Material for this task »
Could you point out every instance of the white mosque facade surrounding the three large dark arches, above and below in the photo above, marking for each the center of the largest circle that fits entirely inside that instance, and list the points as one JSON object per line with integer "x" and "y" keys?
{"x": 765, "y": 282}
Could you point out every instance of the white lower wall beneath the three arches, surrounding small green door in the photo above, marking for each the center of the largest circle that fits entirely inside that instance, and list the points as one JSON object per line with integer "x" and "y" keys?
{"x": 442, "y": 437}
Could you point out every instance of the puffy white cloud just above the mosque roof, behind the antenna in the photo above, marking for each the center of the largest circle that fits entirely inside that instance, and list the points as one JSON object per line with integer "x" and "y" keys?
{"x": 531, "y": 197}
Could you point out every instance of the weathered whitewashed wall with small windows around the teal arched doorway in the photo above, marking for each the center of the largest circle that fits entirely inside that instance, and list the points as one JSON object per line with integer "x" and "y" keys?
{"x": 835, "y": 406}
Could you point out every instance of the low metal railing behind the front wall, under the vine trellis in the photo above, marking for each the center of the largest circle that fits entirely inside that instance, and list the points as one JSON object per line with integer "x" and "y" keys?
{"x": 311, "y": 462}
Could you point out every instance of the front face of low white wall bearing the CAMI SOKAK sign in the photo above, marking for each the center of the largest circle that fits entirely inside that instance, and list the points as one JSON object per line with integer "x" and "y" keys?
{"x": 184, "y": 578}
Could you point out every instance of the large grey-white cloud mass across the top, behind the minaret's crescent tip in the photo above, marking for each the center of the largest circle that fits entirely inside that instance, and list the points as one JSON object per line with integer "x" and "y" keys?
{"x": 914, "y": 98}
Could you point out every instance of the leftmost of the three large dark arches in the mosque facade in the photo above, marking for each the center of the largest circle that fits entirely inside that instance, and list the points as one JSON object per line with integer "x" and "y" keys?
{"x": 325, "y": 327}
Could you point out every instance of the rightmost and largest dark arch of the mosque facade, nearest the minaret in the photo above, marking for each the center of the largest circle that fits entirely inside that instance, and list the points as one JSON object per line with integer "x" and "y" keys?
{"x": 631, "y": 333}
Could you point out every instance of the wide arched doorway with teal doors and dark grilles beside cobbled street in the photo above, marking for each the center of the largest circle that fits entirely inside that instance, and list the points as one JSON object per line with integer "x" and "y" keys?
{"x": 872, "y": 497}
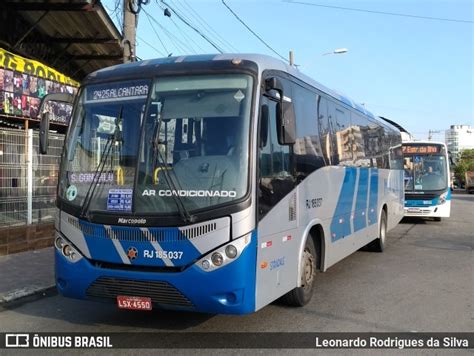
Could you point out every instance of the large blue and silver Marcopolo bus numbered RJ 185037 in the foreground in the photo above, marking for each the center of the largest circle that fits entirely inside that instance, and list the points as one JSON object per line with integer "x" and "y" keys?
{"x": 217, "y": 183}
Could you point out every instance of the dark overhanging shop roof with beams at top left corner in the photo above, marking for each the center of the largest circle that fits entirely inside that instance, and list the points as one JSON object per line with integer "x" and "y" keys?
{"x": 73, "y": 37}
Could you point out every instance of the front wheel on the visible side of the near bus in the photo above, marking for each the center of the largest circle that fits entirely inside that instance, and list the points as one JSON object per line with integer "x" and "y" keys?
{"x": 300, "y": 296}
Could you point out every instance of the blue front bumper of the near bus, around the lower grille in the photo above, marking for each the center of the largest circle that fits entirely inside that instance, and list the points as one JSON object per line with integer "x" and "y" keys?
{"x": 227, "y": 290}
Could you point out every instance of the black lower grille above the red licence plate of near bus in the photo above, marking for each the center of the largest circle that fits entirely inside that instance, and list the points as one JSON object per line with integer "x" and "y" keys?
{"x": 108, "y": 288}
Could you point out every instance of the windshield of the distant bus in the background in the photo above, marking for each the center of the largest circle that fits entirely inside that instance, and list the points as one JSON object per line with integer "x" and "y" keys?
{"x": 425, "y": 172}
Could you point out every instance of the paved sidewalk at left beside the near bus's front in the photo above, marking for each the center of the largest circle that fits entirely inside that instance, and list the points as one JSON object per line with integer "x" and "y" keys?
{"x": 26, "y": 273}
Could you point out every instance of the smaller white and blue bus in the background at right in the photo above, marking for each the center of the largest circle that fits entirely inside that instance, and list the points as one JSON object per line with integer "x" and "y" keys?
{"x": 427, "y": 179}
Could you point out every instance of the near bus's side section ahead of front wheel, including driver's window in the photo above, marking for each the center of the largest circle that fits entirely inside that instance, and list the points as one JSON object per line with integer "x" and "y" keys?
{"x": 277, "y": 253}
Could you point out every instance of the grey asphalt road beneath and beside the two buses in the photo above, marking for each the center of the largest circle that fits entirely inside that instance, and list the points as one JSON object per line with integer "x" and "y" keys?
{"x": 423, "y": 282}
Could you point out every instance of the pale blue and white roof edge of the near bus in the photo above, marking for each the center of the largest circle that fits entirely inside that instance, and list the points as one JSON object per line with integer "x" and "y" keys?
{"x": 263, "y": 62}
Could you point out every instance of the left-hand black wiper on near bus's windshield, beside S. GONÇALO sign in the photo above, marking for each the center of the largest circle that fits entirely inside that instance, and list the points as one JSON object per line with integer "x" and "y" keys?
{"x": 115, "y": 137}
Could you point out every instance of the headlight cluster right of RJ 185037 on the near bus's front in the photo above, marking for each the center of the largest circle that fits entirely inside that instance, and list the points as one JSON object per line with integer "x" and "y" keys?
{"x": 225, "y": 254}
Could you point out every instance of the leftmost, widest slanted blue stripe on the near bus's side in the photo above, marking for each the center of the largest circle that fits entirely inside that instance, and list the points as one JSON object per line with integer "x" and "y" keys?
{"x": 341, "y": 224}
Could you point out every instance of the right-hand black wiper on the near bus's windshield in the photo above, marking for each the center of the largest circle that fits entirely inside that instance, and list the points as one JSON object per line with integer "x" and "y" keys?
{"x": 183, "y": 212}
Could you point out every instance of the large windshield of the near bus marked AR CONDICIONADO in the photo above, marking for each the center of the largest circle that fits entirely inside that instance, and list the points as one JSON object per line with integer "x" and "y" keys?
{"x": 153, "y": 144}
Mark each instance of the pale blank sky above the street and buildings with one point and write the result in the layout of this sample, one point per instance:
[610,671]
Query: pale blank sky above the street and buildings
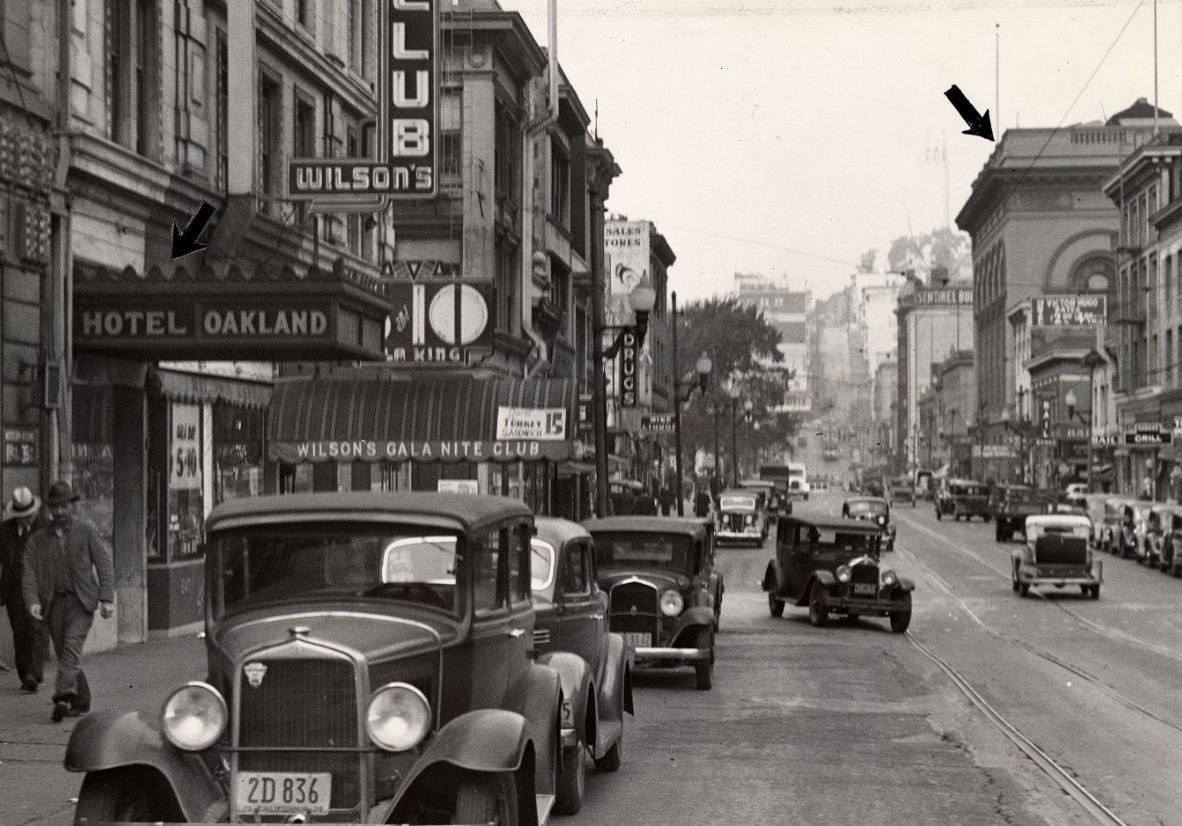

Task description »
All of the lines above should be printed exactly, minus the pictures.

Answer space »
Could you point out every instance of the white mosque facade surrounding the three large dark arches, above and below in the photo above, marking for each the center of the largest circle that fits entirely inside that instance, and list the points as one JSON object per line with integer "x" and "y" keys?
{"x": 765, "y": 282}
Could you point out every instance of the white lower wall beneath the three arches, surrounding small green door in the photo above, marking for each the center of the largest circle that fits entirely inside that instance, and list the points as one JSON object per line with integer "x" and "y" keys?
{"x": 442, "y": 437}
Could you point out every instance of the puffy white cloud just above the mosque roof, behind the antenna in the photo above, marking for each the center of the largest circle that fits entirely inside that instance, and list the points as one JSON object per line with integer "x" and "y" keys?
{"x": 531, "y": 197}
Could you point out every instance of the weathered whitewashed wall with small windows around the teal arched doorway in the photo above, marking for each the center of the largest circle that fits entirely inside that instance, and list the points as one JSON object per line with integer "x" and "y" keys?
{"x": 835, "y": 406}
Could you point out every instance of the low metal railing behind the front wall, under the vine trellis in the photo above, marking for each the center of the largest circle that fits entirely inside that instance, and list the points as one JSON object per line with integer "x" and "y" keys?
{"x": 311, "y": 462}
Could you point out every instance of the front face of low white wall bearing the CAMI SOKAK sign in the photo above, marking for each the center of the largest circle that fits entirely inside that instance, and list the points as one JSON object per line with integer "x" and "y" keys?
{"x": 184, "y": 578}
Could you point out every instance of the large grey-white cloud mass across the top, behind the minaret's crescent tip in the photo above, marking for each the center of the largest circle that fits entirely inside that instance, and list the points as one JSON object per line with integer "x" and "y" keys?
{"x": 914, "y": 98}
Could you point out every instance of the leftmost of the three large dark arches in the mosque facade in the photo above, marking for each the center of the largest circle that fits entirely inside that instance, and list the points as one JSON object per line with integer "x" and "y" keys?
{"x": 325, "y": 327}
Could you point out every instance of the rightmost and largest dark arch of the mosque facade, nearest the minaret in the photo above, marking for each the center of the largest circle that fits entirely inside that instance, and list the points as one JSON object per line with integer "x" and "y" keys?
{"x": 631, "y": 333}
Could you point out every instance of the wide arched doorway with teal doors and dark grilles beside cobbled street in the photo above, marking for each the center of the largest circle that fits entirely inside that instance, and list the points as one JSON object per line with integer "x" and "y" keys?
{"x": 872, "y": 497}
Could you point out every instance of the large blue and silver Marcopolo bus numbered RJ 185037 in the foreground in the photo above, marking for each the center of the largest circle that fits entirely inside that instance, and list the points as one JSON object per line with integer "x" and "y" keys?
{"x": 217, "y": 183}
Could you point out every instance of the dark overhanging shop roof with beams at top left corner in the photo above, marking for each the center of the largest circle that fits entirely inside that instance, and list the points as one JSON object per line with integer "x" and "y" keys?
{"x": 73, "y": 37}
Could you point out every instance of the front wheel on the visible side of the near bus in the photo above, marking for each the center of the largest circle that fits entirely inside that instance, and list the points as one JSON object per line with integer "x" and "y" keys?
{"x": 300, "y": 296}
Could you point out every instance of the blue front bumper of the near bus, around the lower grille in the photo above, marking for each the center of the largest circle that fits entirely inside that instance, and list the points as one JSON object per line with integer "x" and "y" keys?
{"x": 227, "y": 290}
Could you point out every instance of the black lower grille above the red licence plate of near bus in the photo above, marking for each the center of the largest circle that fits entirely inside that instance, and list the points as one JSON object per line with integer "x" and "y" keys?
{"x": 108, "y": 288}
Could you point out every instance of the windshield of the distant bus in the background in the photo above, marking for each the center of the largest circle that fits entirely inside that instance, and list the points as one JSON object per line with integer "x" and "y" keys?
{"x": 425, "y": 172}
Could you point out every instance of the paved sidewalk at left beside the near bus's front in the photo above, marking for each the center of the largest circle that fits entirely inside that instance, and list the points as one JSON object per line with integer "x" and "y" keys?
{"x": 26, "y": 273}
Could you point out every instance of the smaller white and blue bus in the background at right in the photo above, marking for each the center of the largest circle that fits entirely inside that instance, and list the points as one JSON object per line with integer "x" and "y" keys?
{"x": 427, "y": 179}
Could you point out every instance of the near bus's side section ahead of front wheel, including driver's window in the photo above, marking for each the center of the largest circle that fits entirely inside that instance, and list the points as one JSON object per line with integer "x" and "y" keys?
{"x": 277, "y": 253}
Could you point out every instance of the grey asphalt road beneath and beside the two buses in the photo above, marking for each the center of the largest circle that fits entirely inside that instance, and list the points as one JSON object per line with integer "x" and "y" keys?
{"x": 423, "y": 282}
Could you point out every instance of the pale blue and white roof edge of the near bus in the photo above, marking for each the center of the largest circle that fits entirely inside that instance, and list the points as one JSON object per line with integer "x" and "y" keys?
{"x": 263, "y": 62}
Could you point out every instance of the left-hand black wiper on near bus's windshield, beside S. GONÇALO sign in the photo above, marking for each the center of the largest circle that fits entirely inside that instance, and list the points as one JSON object per line with integer "x" and "y" keys?
{"x": 115, "y": 137}
Could you point out every instance of the headlight cluster right of RJ 185037 on the near bus's front in the photo above, marking for each the center of the largest circle that fits entirely inside that instance, and list the points as one JSON object per line with integer "x" and "y" keys?
{"x": 225, "y": 254}
Could you point out every instance of the leftmost, widest slanted blue stripe on the near bus's side in the photo above, marking for each the center of the largest circle that fits entirely inside that instance, and list the points as one JSON object per line with integer "x" and "y" keys?
{"x": 341, "y": 224}
Could you point out every instance of the right-hand black wiper on the near bus's windshield in the photo above, marking for each the center of the largest circle that fits entirely inside that instance, and list the points as one JSON object per line with integer "x" and "y" keys?
{"x": 183, "y": 212}
Could you point out every instance of the large windshield of the near bus marked AR CONDICIONADO in the photo above, marking for each the center of the largest circle that fits entirely inside that instance, and list the points as one JSON object per line with integer "x" and "y" keys?
{"x": 153, "y": 144}
Mark each instance of the pale blank sky above the street and buildings with one point and write the result in the layout of this sample, one point per instance:
[610,671]
Query: pale blank sky above the street and buildings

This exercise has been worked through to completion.